# Texto de leitura:
Potencial do Autocuidado
Além das abordagens convencionais, a pesquisa tem explorado tratamentos alternativos e a importância do autocuidado na gestão do TDAH em mulheres. Um fator relevante a ser considerado são as flutuações hormonais. As mudanças hormonais ao longo do ciclo menstrual podem modular a intensidade dos sintomas do TDAH. O monitoramento através de um diário dos ciclos menstruais e dos sintomas do transtorno pode auxiliar na otimização do tratamento, permitindo que a paciente e seu médico/terapeuta compreendam a influência hormonal e ajustem as intervenções.
O papel dos nutrientes e fatores dietéticos também emerge como uma área de interesse. Estudos têm indicado que a deficiência de vitamina D é mais prevalente em pacientes com TDAH e que a suplementação dessa vitamina pode resultar em melhorias significativas na função cognitiva, abrangendo domínios como nível conceitual, desatenção, oposição, hiperatividade e impulsividade, independentemente do sexo e da idade.
Estratégias de autocuidado emocional podem ajudar a reduzir o impacto do TDAH. Isso inclui identificar e diminuir o estresse, aceitar os desafios do TDAH sem se criticar, buscar apoio de amigos e familiares, criar rotinas simples, praticar atividades físicas regularmente, ter hábitos saudáveis de sono e alimentação, e participar de atividades que elevem a autoestima. Ter um ambiente familiar que entenda e apoie o tratamento é crucial.
Perspectiva na Prática Clínica
O Transtorno de Déficit de Atenção e Hiperatividade ocorre em ambos os sexos, mas se apresenta de forma diferente: a hiperatividade é mais comum em homens e a desatenção (vaguear da mente) em mulheres. O mito de que o TDAH é mais frequente em meninos resulta em um descaso no diagnóstico e tratamento de meninas e mulheres. Como resultado, elas muitas vezes lutam para atender às expectativas sociais, mas com o tempo, isso se torna cada vez mais difícil.
Para a mulher adulta, os desafios são amplificados pela percepção de inadaptação e pela reprovação social e familiar. A disseminação de pesquisas e a compreensão aprofundada sobre o TDAH no sexo feminino são, portanto, cruciais. Um diagnóstico preciso e um tratamento individualizado permitem que essas mulheres não apenas gerenciem o transtorno, mas também prosperem, buscando sua singularidade e realizando seus objetivos.
Embora haja evidências de associações entre TDAH e outras condições psicológicas, o avanço da pesquisa é imperativo para a definição de critérios mais claros e para o estabelecimento de intervenções terapêuticas e estratégias de prevenção mais assertivas. Compreender e abordar o TDAH nas mulheres não é apenas uma questão de saúde mental, mas um imperativo para promover equidade e permitir que vivam suas vidas em plenitude e com o reconhecimento de seu potencial.
Referências:
SILVA, Gabriel Bezerra; DA SILVA, Gilvanice Pereira. Uma revisão literária acerca dos desafios no diagnóstico do Transtorno do Déficit de Atenção e Hiperatividade (TDAH) em mulheres. Epitaya E-books, v. 1, n. 28, p. 146-156, 2023.
DE ANDRADE ALBUQUERQUE, Isabela et al. ATTENTION FUNCTIONING IN FEMALE STUDENTS GROUP WITH ATTENTION DEFICIT HYPERACTIVITY DISORDER (ADHD) Níveis de funcionamento de atenção em estudantes do gênero feminino com transtorno de déficit de atenção e.
ALBERTI, Yara Vieira; BARTZ, Adriane de Lima Vilas Boas. SONHADORAS E DISTRAÍDAS: TRANSTORNO DO DEFICIT DE ATENÇÃO E HIPERATIVIDADE NO SEXO FEMININO.

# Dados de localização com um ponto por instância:
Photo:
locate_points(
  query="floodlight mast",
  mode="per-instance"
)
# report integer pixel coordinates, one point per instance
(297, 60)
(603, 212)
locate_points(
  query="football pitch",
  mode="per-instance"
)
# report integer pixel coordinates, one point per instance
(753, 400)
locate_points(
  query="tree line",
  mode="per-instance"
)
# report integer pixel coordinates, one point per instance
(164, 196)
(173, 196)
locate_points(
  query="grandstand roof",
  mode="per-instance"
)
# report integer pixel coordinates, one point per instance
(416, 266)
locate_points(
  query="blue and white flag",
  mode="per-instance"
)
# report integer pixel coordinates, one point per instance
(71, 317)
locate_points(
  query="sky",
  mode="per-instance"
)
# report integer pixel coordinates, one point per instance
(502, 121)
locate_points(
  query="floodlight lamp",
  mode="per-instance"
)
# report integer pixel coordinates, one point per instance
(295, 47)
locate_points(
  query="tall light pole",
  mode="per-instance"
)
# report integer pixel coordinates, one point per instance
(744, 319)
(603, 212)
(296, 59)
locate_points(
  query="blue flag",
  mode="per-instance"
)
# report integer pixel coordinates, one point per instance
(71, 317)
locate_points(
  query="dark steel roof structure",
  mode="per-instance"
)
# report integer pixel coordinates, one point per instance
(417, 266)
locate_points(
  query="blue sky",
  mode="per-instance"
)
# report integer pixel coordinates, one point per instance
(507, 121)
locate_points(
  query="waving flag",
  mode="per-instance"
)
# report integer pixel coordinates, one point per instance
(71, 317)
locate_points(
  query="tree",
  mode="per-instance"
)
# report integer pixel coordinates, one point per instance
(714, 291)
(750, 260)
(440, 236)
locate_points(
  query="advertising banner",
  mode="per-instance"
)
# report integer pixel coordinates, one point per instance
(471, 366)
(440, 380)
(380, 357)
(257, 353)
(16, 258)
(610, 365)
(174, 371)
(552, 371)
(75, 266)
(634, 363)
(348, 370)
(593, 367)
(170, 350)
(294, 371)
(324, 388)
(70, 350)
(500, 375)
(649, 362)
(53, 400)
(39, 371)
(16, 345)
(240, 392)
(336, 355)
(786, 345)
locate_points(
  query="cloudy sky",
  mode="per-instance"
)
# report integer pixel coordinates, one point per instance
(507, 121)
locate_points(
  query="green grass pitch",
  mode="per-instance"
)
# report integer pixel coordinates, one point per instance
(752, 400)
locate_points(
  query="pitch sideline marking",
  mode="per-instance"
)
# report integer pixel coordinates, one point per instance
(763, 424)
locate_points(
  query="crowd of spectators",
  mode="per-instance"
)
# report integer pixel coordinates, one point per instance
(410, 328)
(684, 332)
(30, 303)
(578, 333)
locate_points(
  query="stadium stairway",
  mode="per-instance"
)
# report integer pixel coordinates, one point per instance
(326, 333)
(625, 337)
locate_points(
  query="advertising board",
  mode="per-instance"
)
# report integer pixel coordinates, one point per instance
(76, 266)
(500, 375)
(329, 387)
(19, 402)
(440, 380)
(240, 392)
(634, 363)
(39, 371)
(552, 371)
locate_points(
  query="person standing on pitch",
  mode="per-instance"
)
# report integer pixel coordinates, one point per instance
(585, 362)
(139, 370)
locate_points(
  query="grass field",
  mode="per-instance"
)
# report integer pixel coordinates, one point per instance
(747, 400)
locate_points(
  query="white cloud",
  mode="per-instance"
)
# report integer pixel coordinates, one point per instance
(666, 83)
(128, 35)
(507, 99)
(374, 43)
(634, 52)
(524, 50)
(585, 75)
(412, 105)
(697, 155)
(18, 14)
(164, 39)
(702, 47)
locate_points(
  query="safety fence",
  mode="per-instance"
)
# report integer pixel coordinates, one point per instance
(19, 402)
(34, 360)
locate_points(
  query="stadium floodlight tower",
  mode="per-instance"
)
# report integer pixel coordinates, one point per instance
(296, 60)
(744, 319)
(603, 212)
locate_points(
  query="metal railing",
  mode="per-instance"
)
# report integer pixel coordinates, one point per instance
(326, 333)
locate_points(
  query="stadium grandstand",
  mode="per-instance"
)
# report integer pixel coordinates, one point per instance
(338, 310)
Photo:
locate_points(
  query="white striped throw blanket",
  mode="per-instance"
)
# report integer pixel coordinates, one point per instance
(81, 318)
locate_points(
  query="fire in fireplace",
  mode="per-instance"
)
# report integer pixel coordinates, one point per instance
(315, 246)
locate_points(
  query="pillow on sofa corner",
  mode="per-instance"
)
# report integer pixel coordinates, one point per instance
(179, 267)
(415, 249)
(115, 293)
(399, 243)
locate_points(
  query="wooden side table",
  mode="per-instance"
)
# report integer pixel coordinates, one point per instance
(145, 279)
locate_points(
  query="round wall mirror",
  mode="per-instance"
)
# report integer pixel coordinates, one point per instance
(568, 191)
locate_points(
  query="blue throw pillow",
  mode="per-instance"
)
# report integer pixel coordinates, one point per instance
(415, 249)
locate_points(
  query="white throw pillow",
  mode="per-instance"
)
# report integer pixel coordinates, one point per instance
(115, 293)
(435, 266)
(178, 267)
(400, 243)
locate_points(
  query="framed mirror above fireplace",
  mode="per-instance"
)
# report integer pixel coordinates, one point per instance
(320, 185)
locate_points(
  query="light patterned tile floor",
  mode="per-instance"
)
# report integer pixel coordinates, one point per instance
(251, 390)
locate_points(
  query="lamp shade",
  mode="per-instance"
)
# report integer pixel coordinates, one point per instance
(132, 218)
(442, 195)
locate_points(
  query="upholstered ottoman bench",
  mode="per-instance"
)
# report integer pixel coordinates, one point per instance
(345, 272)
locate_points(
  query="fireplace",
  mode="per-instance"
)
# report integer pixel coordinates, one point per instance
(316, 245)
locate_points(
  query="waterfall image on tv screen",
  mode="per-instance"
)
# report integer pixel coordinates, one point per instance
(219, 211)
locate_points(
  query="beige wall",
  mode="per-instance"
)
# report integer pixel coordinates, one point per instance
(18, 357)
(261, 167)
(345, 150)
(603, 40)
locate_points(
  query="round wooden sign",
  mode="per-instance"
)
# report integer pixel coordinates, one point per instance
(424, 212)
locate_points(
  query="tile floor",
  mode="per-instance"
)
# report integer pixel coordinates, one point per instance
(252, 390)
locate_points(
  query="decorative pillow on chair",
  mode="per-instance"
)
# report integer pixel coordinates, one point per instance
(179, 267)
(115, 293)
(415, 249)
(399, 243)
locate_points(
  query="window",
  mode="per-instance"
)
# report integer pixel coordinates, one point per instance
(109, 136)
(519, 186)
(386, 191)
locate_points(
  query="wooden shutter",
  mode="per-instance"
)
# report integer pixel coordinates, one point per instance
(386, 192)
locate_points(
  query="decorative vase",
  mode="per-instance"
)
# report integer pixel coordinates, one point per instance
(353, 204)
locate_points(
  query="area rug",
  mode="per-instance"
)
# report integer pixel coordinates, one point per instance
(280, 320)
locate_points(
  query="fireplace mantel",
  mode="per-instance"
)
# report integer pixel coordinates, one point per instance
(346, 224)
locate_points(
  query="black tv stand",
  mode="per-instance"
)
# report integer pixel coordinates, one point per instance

# A fazer:
Por favor, reproduza o trecho do texto sobre o TDAH em mulheres que vai de "DE ANDRADE ALBUQUERQUE, Isabela" até "de atenção e.".

# Resposta à tarefa:
DE ANDRADE ALBUQUERQUE, Isabela et al. ATTENTION FUNCTIONING IN FEMALE STUDENTS GROUP WITH ATTENTION DEFICIT HYPERACTIVITY DISORDER (ADHD) Níveis de funcionamento de atenção em estudantes do gênero feminino com transtorno de déficit de atenção e.